_Exercise prompt:_ Which lines in the records contain the string "post", with case counting? Copy every such line in full.

_Entries:_
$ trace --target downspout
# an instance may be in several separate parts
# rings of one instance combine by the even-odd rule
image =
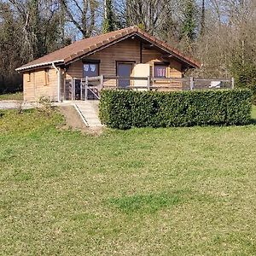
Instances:
[[[61,68],[58,68],[55,62],[52,62],[52,67],[55,68],[55,70],[57,73],[57,77],[58,77],[58,80],[57,80],[57,90],[58,90],[58,96],[57,96],[57,101],[60,102],[61,102]]]

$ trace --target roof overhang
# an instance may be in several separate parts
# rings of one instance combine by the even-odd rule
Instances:
[[[47,67],[47,66],[49,66],[52,64],[64,64],[64,60],[57,60],[57,61],[54,61],[42,62],[42,63],[38,63],[38,64],[20,67],[16,68],[15,71],[24,72],[26,70],[40,68],[40,67]]]
[[[88,55],[90,55],[96,52],[98,52],[105,48],[108,48],[129,38],[137,38],[143,42],[149,43],[150,44],[152,44],[152,46],[160,49],[166,55],[172,55],[172,58],[174,58],[178,61],[182,62],[183,67],[185,67],[197,68],[201,67],[201,64],[200,62],[196,61],[195,60],[190,58],[186,55],[183,55],[170,44],[149,35],[148,33],[139,29],[137,26],[132,26],[120,30],[119,33],[112,33],[111,35],[109,35],[109,38],[104,38],[102,41],[98,41],[96,44],[89,45],[84,49],[80,49],[80,50],[78,50],[76,52],[71,52],[69,55],[67,55],[67,57],[63,57],[64,59],[54,60],[53,58],[50,61],[43,61],[38,64],[32,64],[32,62],[31,62],[31,65],[29,65],[28,63],[19,68],[16,68],[15,70],[17,72],[25,72],[31,69],[42,68],[44,67],[52,65],[53,63],[57,66],[69,65],[74,61],[77,61],[78,60],[81,60]]]

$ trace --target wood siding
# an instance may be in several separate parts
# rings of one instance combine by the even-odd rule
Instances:
[[[49,84],[46,84],[44,69],[38,69],[23,74],[24,100],[36,102],[41,96],[49,97],[51,101],[57,100],[57,73],[54,68],[49,68]]]
[[[84,59],[84,61],[86,61],[86,60],[100,61],[100,74],[115,76],[117,61],[132,61],[134,64],[141,63],[140,51],[140,41],[137,39],[128,38],[87,56]],[[150,65],[150,76],[154,76],[154,63],[163,62],[164,60],[161,58],[162,55],[163,53],[155,49],[143,49],[142,63],[148,63]],[[174,60],[171,60],[170,66],[167,67],[167,76],[171,78],[181,78],[181,70],[182,65]],[[83,78],[82,61],[77,61],[68,67],[66,73],[66,88],[71,88],[73,78]],[[162,84],[167,84],[167,82],[162,81],[159,85],[160,86]],[[105,81],[104,85],[115,86],[116,80],[109,79]],[[181,83],[173,84],[173,89],[181,86]],[[66,95],[70,96],[71,94],[70,92],[67,92]]]
[[[134,64],[148,63],[150,66],[150,76],[154,76],[154,63],[163,62],[163,53],[156,49],[142,49],[141,42],[138,39],[127,38],[113,45],[105,48],[95,54],[84,58],[83,61],[97,60],[99,63],[100,75],[115,76],[117,61],[132,61]],[[142,57],[142,62],[141,62]],[[172,60],[167,61],[170,66],[167,67],[167,76],[172,78],[182,77],[181,63]],[[131,74],[132,75],[132,74]],[[49,97],[52,101],[57,100],[57,73],[54,68],[49,69],[49,84],[45,84],[45,70],[37,69],[31,72],[30,81],[29,73],[23,75],[24,99],[28,102],[38,100],[41,96]],[[64,83],[61,83],[61,96],[63,99],[71,99],[71,88],[73,79],[83,78],[83,61],[77,61],[66,67],[66,72],[63,74]],[[62,81],[61,81],[62,82]],[[109,79],[104,82],[105,85],[116,86],[115,79]],[[170,84],[168,81],[161,81],[152,85],[168,85],[170,90],[180,90],[181,83]]]

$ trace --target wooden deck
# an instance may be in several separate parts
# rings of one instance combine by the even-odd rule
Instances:
[[[127,86],[119,86],[119,81],[129,81]],[[150,78],[105,76],[67,79],[64,100],[99,99],[102,90],[135,90],[138,91],[177,91],[192,90],[233,89],[234,79]]]

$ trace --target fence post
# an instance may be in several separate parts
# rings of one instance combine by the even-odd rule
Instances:
[[[80,100],[83,100],[83,84],[82,84],[82,79],[80,80]]]
[[[148,90],[150,90],[150,77],[148,77]]]
[[[87,101],[87,93],[88,93],[88,89],[87,89],[87,87],[88,87],[88,77],[87,76],[85,77],[84,84],[85,84],[85,91],[84,91],[85,98],[84,98],[84,101]]]
[[[71,100],[73,101],[75,95],[75,79],[72,79],[71,81]]]
[[[194,90],[194,78],[190,77],[190,90]]]
[[[235,79],[231,79],[231,89],[235,89]]]

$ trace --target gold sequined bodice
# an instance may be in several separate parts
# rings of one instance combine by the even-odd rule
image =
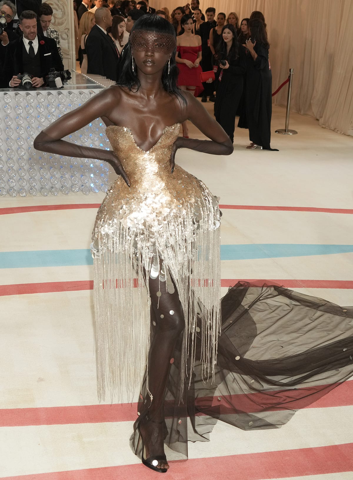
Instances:
[[[170,155],[179,129],[180,123],[166,127],[158,142],[145,151],[136,144],[129,129],[107,127],[107,136],[131,187],[119,177],[108,191],[97,218],[102,220],[101,233],[109,232],[109,223],[117,221],[125,228],[140,230],[150,229],[153,224],[153,231],[176,216],[182,216],[190,206],[195,216],[200,216],[206,187],[177,165],[173,174],[170,171]]]

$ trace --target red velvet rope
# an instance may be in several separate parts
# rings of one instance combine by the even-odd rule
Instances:
[[[281,85],[280,85],[280,86],[279,86],[278,87],[278,88],[277,88],[277,90],[276,90],[276,91],[275,91],[275,92],[273,92],[273,94],[272,94],[272,96],[275,96],[275,95],[276,95],[276,94],[278,93],[278,92],[279,92],[280,91],[280,90],[281,90],[281,88],[282,88],[282,87],[284,87],[284,85],[285,85],[285,84],[287,84],[287,83],[288,83],[288,82],[289,82],[289,77],[288,77],[288,78],[287,79],[287,80],[284,80],[284,82],[283,82],[283,83],[282,83],[282,84],[281,84]]]

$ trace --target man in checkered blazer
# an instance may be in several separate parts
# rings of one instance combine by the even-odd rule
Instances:
[[[40,24],[43,29],[43,35],[49,38],[53,38],[55,40],[58,47],[58,51],[60,57],[62,60],[61,47],[60,46],[59,32],[58,30],[51,28],[49,26],[51,22],[51,16],[53,14],[53,9],[48,3],[42,3],[39,8],[39,19]]]

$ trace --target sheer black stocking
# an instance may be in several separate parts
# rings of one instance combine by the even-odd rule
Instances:
[[[148,410],[140,424],[146,447],[146,458],[164,454],[163,403],[176,344],[183,331],[185,321],[176,288],[166,291],[166,282],[159,278],[149,279],[151,300],[151,344],[148,355],[148,388],[153,399],[147,397]],[[168,468],[160,461],[159,468]]]

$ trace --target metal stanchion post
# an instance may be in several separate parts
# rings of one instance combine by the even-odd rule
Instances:
[[[281,128],[276,130],[276,133],[282,133],[282,135],[295,135],[298,132],[295,130],[290,130],[289,126],[289,109],[291,107],[291,91],[292,90],[292,77],[293,75],[293,69],[289,69],[289,82],[288,83],[288,96],[287,97],[287,111],[285,114],[285,128]]]

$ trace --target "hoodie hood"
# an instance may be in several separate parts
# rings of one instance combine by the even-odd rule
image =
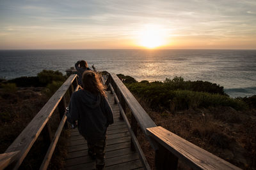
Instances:
[[[79,90],[77,92],[81,102],[86,106],[95,108],[100,103],[101,97],[100,94],[95,95],[86,90]]]

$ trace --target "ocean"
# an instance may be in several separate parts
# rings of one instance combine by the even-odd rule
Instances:
[[[256,94],[256,50],[0,50],[0,77],[36,76],[43,69],[65,70],[85,60],[97,71],[138,81],[182,76],[224,87],[232,97]]]

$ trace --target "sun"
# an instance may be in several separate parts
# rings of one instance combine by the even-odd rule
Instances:
[[[166,35],[159,27],[147,26],[139,34],[138,44],[147,48],[155,48],[165,45]]]

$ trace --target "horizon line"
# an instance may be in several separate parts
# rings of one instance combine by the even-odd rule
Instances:
[[[4,50],[256,50],[256,48],[9,48],[0,49]]]

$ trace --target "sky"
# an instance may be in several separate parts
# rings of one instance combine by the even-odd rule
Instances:
[[[255,0],[0,0],[0,49],[256,49]]]

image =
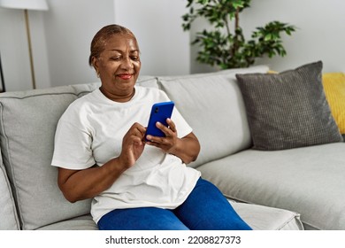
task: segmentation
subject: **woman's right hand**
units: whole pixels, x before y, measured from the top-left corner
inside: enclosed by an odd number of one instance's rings
[[[119,159],[125,167],[133,167],[142,155],[145,147],[143,142],[145,133],[146,128],[135,122],[123,137],[122,151]]]

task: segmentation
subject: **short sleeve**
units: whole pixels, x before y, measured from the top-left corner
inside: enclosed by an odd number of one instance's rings
[[[60,120],[55,134],[51,165],[68,169],[85,169],[94,166],[91,143],[90,133]]]

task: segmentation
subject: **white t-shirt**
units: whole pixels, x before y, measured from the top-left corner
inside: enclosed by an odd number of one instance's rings
[[[119,157],[129,128],[134,122],[146,127],[152,105],[165,101],[170,100],[164,91],[140,86],[135,86],[134,96],[126,103],[111,101],[99,89],[75,100],[58,124],[52,166],[86,169]],[[192,131],[176,108],[172,120],[179,137]],[[91,214],[97,222],[114,209],[175,208],[184,202],[199,177],[200,172],[186,167],[180,158],[145,145],[135,165],[94,198]]]

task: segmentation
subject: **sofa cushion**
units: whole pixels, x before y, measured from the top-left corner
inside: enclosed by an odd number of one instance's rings
[[[322,80],[332,114],[341,133],[345,135],[345,74],[324,74]]]
[[[254,230],[302,230],[300,214],[292,211],[229,200],[237,213]],[[39,230],[97,230],[90,214],[50,224]]]
[[[199,139],[201,151],[191,167],[196,167],[250,146],[243,99],[235,74],[267,71],[267,66],[261,66],[212,74],[158,77],[162,89],[175,102]]]
[[[306,229],[345,230],[345,143],[246,150],[199,167],[237,201],[301,214]]]
[[[254,149],[274,151],[342,141],[321,74],[321,61],[277,74],[237,74]]]
[[[0,230],[18,230],[19,222],[10,182],[0,156]]]
[[[301,215],[285,209],[231,201],[236,213],[253,230],[303,230]]]
[[[1,150],[23,229],[89,213],[89,200],[71,204],[65,199],[57,185],[58,169],[50,162],[61,114],[70,103],[97,86],[1,94]]]

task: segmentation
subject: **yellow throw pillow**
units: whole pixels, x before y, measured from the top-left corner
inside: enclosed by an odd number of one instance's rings
[[[326,97],[332,114],[342,135],[345,134],[345,74],[326,73],[322,75]]]

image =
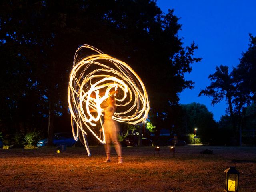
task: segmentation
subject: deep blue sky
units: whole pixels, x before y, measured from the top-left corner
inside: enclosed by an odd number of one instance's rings
[[[157,5],[165,13],[168,9],[174,10],[182,25],[178,36],[183,37],[184,46],[194,41],[198,46],[195,56],[203,58],[186,75],[186,80],[195,82],[195,87],[181,93],[180,103],[204,104],[219,120],[225,114],[226,102],[212,106],[211,98],[198,94],[210,85],[208,77],[216,66],[222,64],[232,69],[239,63],[242,52],[247,50],[249,33],[256,36],[256,1],[158,0]]]

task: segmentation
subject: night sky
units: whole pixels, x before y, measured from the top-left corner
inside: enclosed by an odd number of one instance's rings
[[[168,9],[174,9],[182,25],[178,35],[183,38],[184,46],[194,41],[199,47],[195,56],[203,58],[185,76],[186,80],[195,82],[195,87],[181,93],[180,103],[204,104],[214,119],[219,120],[225,114],[226,102],[213,107],[211,98],[198,97],[198,94],[210,85],[208,77],[215,72],[216,66],[226,65],[232,69],[247,50],[249,33],[256,36],[256,1],[158,0],[157,5],[166,13]]]

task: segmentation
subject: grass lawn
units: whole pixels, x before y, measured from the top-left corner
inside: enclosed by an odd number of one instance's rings
[[[239,191],[256,192],[256,148],[177,147],[160,156],[152,147],[123,147],[122,164],[112,148],[111,162],[103,163],[103,146],[0,149],[0,191],[223,192],[224,170],[240,172]],[[206,149],[212,154],[200,154]]]

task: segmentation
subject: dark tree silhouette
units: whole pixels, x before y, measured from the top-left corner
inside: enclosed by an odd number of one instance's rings
[[[69,120],[63,118],[68,116],[68,80],[81,44],[130,65],[144,82],[156,114],[168,114],[178,104],[178,93],[193,87],[184,74],[201,59],[192,57],[197,47],[194,42],[182,46],[177,35],[181,26],[173,10],[164,14],[154,1],[3,0],[0,7],[1,61],[5,66],[0,80],[9,79],[11,84],[1,85],[0,118],[14,129],[26,122],[38,130],[44,126],[39,120],[48,118],[49,144],[59,122],[54,119]],[[15,111],[24,101],[27,104],[19,110],[26,116],[18,119]],[[35,116],[31,125],[28,119]],[[156,117],[159,130],[161,118]]]

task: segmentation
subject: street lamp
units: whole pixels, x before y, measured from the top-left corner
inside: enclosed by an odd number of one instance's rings
[[[143,122],[143,136],[145,137],[145,123],[146,123],[147,121]]]
[[[196,131],[197,130],[197,128],[195,128],[195,135],[196,135]]]

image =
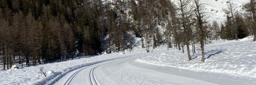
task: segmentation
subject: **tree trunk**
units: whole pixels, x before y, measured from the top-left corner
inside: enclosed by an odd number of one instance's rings
[[[5,65],[6,64],[6,57],[5,57],[5,51],[4,49],[4,46],[3,45],[3,70],[5,70]]]
[[[37,54],[37,60],[38,60],[38,62],[39,64],[41,64],[41,61],[40,60],[40,52],[39,51],[39,50],[38,50],[37,53],[38,53],[38,54]]]
[[[194,53],[195,53],[195,41],[193,40],[193,46],[194,46],[192,48],[194,48]]]
[[[21,54],[20,53],[20,52],[19,51],[19,64],[21,64],[21,60],[20,59],[21,55]]]
[[[189,57],[189,60],[191,60],[191,56],[190,56],[190,51],[189,51],[189,45],[188,42],[186,42],[187,51],[188,53],[188,57]]]
[[[183,44],[181,44],[181,47],[182,47],[182,53],[185,53],[185,52],[184,51],[184,46],[183,46]]]
[[[201,59],[201,61],[202,62],[204,62],[204,40],[201,40],[200,42],[200,44],[201,44],[201,50],[202,51],[202,59]]]
[[[195,53],[194,53],[194,45],[193,43],[192,43],[191,45],[192,45],[192,52],[193,53],[193,54],[195,54]]]
[[[180,50],[181,50],[181,49],[180,48],[180,43],[178,42],[178,48],[179,49],[179,51],[180,51]],[[182,45],[182,44],[181,44]],[[182,49],[183,50],[183,46],[182,46]]]

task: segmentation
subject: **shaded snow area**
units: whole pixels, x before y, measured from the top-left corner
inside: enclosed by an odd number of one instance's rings
[[[187,54],[182,53],[181,51],[176,49],[160,52],[153,51],[151,54],[141,57],[135,61],[196,72],[217,73],[255,79],[256,42],[253,42],[253,37],[249,36],[238,41],[216,41],[208,44],[205,47],[205,62],[200,61],[201,51],[196,51],[195,54],[192,54],[193,59],[188,61]],[[163,48],[157,48],[156,50],[161,49]],[[256,82],[256,80],[255,81]]]
[[[139,50],[140,49],[138,49]],[[132,57],[140,55],[142,52],[135,50],[132,55],[127,51],[125,54],[122,52],[103,54],[90,57],[76,59],[62,62],[47,63],[36,66],[25,67],[23,69],[0,71],[0,85],[43,85],[55,82],[67,73],[88,65],[101,62],[120,58]],[[41,76],[40,68],[47,74]],[[21,68],[21,67],[19,67]]]

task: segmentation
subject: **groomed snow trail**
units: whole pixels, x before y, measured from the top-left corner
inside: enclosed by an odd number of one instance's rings
[[[134,63],[137,58],[108,61],[77,69],[54,85],[216,85],[134,66],[140,65]]]

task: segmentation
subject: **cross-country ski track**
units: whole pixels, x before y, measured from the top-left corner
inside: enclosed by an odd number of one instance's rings
[[[250,82],[246,79],[223,74],[154,67],[134,62],[138,57],[111,60],[75,70],[54,85],[230,85]]]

_Answer:_
$ trace --target fence post
$ trace --target metal stanchion post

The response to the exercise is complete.